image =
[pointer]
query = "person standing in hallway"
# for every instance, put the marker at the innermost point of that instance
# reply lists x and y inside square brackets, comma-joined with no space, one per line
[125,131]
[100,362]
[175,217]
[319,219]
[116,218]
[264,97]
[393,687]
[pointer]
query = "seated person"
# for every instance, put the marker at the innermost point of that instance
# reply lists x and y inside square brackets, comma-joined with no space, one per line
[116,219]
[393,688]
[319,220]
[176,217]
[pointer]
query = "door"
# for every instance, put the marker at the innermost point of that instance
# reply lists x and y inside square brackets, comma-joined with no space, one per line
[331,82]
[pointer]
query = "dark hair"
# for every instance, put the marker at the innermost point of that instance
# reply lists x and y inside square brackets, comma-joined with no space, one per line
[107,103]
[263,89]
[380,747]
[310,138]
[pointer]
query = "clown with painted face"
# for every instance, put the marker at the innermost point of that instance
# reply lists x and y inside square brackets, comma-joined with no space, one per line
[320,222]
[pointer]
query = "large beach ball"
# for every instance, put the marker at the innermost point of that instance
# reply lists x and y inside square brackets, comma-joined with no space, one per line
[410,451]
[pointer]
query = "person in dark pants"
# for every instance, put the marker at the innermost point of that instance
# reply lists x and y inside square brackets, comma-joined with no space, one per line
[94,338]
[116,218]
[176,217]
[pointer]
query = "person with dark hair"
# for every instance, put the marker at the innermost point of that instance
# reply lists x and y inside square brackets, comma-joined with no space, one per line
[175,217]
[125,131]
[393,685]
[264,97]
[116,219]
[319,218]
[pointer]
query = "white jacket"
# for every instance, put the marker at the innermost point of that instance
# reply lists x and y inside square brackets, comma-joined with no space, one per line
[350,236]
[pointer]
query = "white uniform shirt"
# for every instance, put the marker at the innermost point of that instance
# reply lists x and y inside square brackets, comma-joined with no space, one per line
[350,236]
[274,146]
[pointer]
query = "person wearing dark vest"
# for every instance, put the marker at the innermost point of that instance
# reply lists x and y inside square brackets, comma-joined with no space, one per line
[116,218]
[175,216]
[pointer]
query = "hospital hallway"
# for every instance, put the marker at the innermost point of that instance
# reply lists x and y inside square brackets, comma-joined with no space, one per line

═══

- _Task directions_
Write out every line from the records above, word for word.

- _Response for this exercise_
image =
[pointer]
query = "person standing in hallway"
# for every instance, put the marker at the innermost point of that instance
# reply lists x and y inside square brackets, comma-joined with no space, one per line
[125,131]
[100,362]
[175,217]
[319,219]
[116,218]
[264,97]
[393,687]
[pointer]
query = "seated person"
# for every instance, put the marker at the innermost point of that instance
# reply lists x and y inside square brackets, comma-joined with no space, one per line
[116,219]
[393,688]
[319,220]
[176,217]
[pointer]
query = "door"
# for every instance, put the marker at the innermost point of that instance
# reply lists x and y inside square brackets, comma-joined with no space, one per line
[331,82]
[pointer]
query = "dark hair"
# for every instance, put the marker at the innermost point of that instance
# reply lists x and y inside square brackets, comma-joined with no space, one per line
[107,103]
[263,89]
[380,747]
[310,138]
[pointer]
query = "clown with painted face"
# for every instance, put the marker at the innermost point of that instance
# reply lists x and y inside square brackets, comma-joined with no space, one per line
[320,222]
[pointer]
query = "large beach ball"
# for every instance, put the marker at the innermost point of that instance
# reply lists x and y inside square brackets, comma-joined with no space, one per line
[410,451]
[pointer]
query = "person in dark pants"
# for every instance, put the marker at the innermost point of that instance
# reply lists x and y inside square brackets, comma-joined with no space, one per line
[94,338]
[116,218]
[176,217]
[pointer]
query = "person with dark hair"
# for every instance, put the marker at the innermost point of that instance
# reply lists x and y inside square brackets, comma-joined with no space, one per line
[175,217]
[125,131]
[393,685]
[264,97]
[116,219]
[319,218]
[pointer]
query = "white jacket"
# for every instance, put the marker at the innermost point of that instance
# reply lists x and y inside square brackets, comma-joined with no space, one per line
[350,236]
[pointer]
query = "white uniform shirt"
# for every instance, put the marker at the innermost point of that instance
# reply lists x and y inside square brackets, comma-joined with no space, one per line
[350,236]
[274,146]
[pointer]
query = "person wearing dark vest"
# for every instance, put the marker at the innermost point of that instance
# reply lists x and y inside square brackets, comma-joined with no space, one per line
[116,218]
[175,216]
[pointer]
query = "hospital hallway"
# for every instance, put the marker at the innermost point of that instance
# reply lists x and y inside square brackets, comma-joined with no space, one per line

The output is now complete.